= TEXT BLOCK =
Salvation, "full and free;" i.e., not only from the guilt of sin, but to the fullness of Christian
perfection, seems perpetually to be taught as a thing fully wrought out and purchased for us by the
blood of Christ, and offered for our simple acceptance by faith alone.
Complete sanctification is claimed as a define experience, instantaneously received, and defined to
be "the eradication, not merely the subjugation, of the disposition to sin," (1) in which our bodily
propensities are restored to their normal healthful action.
"All sinful perversion is to be eliminated; the diseased and distorted members are restored to perfect
health and normal action; all the affections, and appetites,and desires and propensities, are purified,
and brought back to a normal state. And this is an experience to be entered into at once. Thus
comes the experience of the eradication of sin, and being filled with all the fulness of God, entered
into by a single definite act of faith." (2)
I give these quotations and references to guard against any charge of misrepresenting doctrines
which are preached and taught sedulously by a considerable class of our ministers, in common with
a school outside.
The above is represented as the state in which "there is no condemnation." There is no more warfare
nor temptation within. All are henceforth without. Mistakes will yet be made, but they are "errors of
the head, not of the heart. And when the errors are discovered we are pained, not condemned -
pained, that we know so little, justified freely because we did the best we know." (3)
In this condition of perfect restoration of soul and body to "healthy normal action," and filled,
moreover, with all the fullness of God," it is taught, as must necessarily be inferred, that all
impulses from within must be right, and hence the full equipment, and authority for public praise,
and prayer, and exhortation, and teaching, and song, whenever one is inclined to do it.
The one condition urged is faith; the one essential duty urged is confession with thanksgiving.
It is not difficult to conceive what type of character such a creed will evolve, apart form the ethical
teaching which it contravened. It requires but little insight to perceive how inefficient and
superficial such a work must prove for the world's regeneration.

= SUPPLIED MATERIAL =
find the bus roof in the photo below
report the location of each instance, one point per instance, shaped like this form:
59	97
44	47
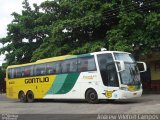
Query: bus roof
58	58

= WORK INSTRUCTIONS =
[a] Based on the passage on complete sanctification, decide whether each statement agrees with it. Answer yes or no for each, and quote the words that decide it. (i) Complete sanctification is described as received gradually over time. (ii) Faith is the one condition urged. (iii) In the state described, temptation still arises within.
[b] The passage on complete sanctification says a person is given "the full equipment, and authority" for certain activities. List every one of them.
[c] Resume the passage on complete sanctification after its final sentence.

= LIST OF ANSWERS =
[a]
(i) No: "instantaneously received"
(ii) Yes: "The one condition urged is faith"
(iii) No: "There is no more warfare nor temptation within."

[b] public praise, prayer, exhortation, teaching, song

[c]
And yet, the thousands won to our Society, and the wonderful revivals reported from month to
month are adduced as argument to prove that all these distortions of truth, and excesses which
scarcely befit the crudest forms of religious activity, are, must be, "the work of the Lord."
A reaction must come, when thinking minds will weigh and measure these extolled result by
rational tests. The fact that, in not a few localities, of scores gathered in to the Society some years
ago, scarcely as many units remain now as interested members; and this, too, where the agencies
that brought them in have been allowed untrammeled operation ever since, will have to be
accorded some little influence, at least, upon our estimates of these harvests.
The statement of these facts might seem no better than detraction, if it were only to expose our
condition, and I totally disclaim do ignoble a motive. It is to plead on their behalf the thoughtful
consider of judicial minds that I venture to array them to our notice. Let them not be summarily
repulsed as overdrawn or untrue. We have had enough of such disposal of wisest warning and
Whatever some in blind zeal may say, I trust the great body of candid Friends in America will
regard the picture I have drawn as altogether within the bounds of truth.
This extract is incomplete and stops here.